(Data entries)
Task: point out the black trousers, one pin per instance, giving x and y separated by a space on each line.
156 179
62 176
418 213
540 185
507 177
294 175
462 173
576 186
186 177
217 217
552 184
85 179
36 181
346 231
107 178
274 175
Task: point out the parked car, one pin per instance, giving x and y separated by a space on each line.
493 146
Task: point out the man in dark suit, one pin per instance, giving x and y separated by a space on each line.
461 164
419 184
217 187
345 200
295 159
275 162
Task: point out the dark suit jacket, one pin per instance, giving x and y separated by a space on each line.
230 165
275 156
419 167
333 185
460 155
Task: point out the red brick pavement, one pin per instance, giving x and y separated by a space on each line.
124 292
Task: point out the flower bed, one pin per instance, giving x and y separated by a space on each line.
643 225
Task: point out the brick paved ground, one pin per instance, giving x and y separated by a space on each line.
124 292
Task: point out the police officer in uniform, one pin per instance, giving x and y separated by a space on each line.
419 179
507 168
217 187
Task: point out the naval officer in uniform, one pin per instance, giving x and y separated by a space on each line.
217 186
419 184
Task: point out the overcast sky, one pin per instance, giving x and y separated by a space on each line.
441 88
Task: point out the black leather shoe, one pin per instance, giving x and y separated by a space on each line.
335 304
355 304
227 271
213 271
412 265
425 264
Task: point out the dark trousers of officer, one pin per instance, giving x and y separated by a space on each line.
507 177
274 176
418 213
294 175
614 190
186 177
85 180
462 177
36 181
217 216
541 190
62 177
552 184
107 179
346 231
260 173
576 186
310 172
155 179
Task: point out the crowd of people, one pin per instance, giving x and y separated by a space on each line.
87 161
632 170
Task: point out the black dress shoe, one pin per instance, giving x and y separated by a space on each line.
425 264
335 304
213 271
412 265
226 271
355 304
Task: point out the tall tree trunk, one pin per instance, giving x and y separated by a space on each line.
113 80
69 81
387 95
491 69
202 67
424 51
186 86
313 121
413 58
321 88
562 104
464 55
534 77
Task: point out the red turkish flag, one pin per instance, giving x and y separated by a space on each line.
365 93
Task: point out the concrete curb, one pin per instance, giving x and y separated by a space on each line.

WORK REQUEST:
Each line of the records must be reproduced exactly.

RESPONSE AREA:
Task: point out the black trousers, one pin per instance, giving x and y separated by a space on each line.
156 179
62 176
418 213
540 185
507 177
294 175
462 173
576 186
186 177
217 217
552 184
85 179
36 181
346 231
107 178
274 175
Task: point out the parked car, one pin per instance, giving x and y separated by a space on each line.
493 146
Task: point out the man in dark suit, one pin per instance, giving x and y separated by a space on each line.
461 164
419 184
217 187
345 200
295 159
275 162
Task: point out the dark suit jacket, one pin per instance, giving x and y separated by a space on each line.
230 165
275 156
419 167
333 185
460 155
Task: point out the red brick pavement, one pin per instance, giving x and y separated by a space on each line.
124 292
Task: point out the flower bed, one pin per instance, giving x and y separated by a space on each line.
643 225
Task: point out the brick paved ground, one pin per instance, giving x and y separated by a space on each line.
124 292
Task: point out the police officer in uniform, one pin per instance, giving x and y separated by a space on each line.
419 179
507 168
217 187
Task: point out the naval officer in uniform, one pin per instance, giving x and y separated by a space on each line.
217 186
419 184
Task: point out the overcast sky, one pin per instance, giving x and y separated by a space on each line.
441 88
Task: point out the black leather shoe, one pin per instance, giving x and y separated by a space on each line.
335 304
355 304
227 271
213 271
412 265
425 264
Task: point out the dark trousers of officer, one pin per instance, giving x and y separated by a space on each line.
507 177
274 176
418 213
294 175
614 190
186 177
85 180
462 177
36 181
217 216
541 190
62 177
552 184
107 179
346 231
260 173
576 186
310 172
155 179
Task: point out the crowd of people, one pin per instance, giving x and y separated by a space on each line.
87 161
632 170
Task: point out the black dress shoe, one pin per instance, giving x and y separated by a space on each line.
425 264
335 304
213 271
412 265
226 271
355 304
Task: point out the tall tree trunk, one pin per instance, giving x and y separated by a space on each line.
113 80
69 81
387 95
491 69
202 67
424 51
186 86
313 121
413 58
321 88
562 104
464 55
534 77
Task: point out the red turkish flag, one pin per instance, giving x and y separated by a space on each line.
365 93
Task: point out the concrete curb, one pin per instance, giving x and y separated by a space on each line.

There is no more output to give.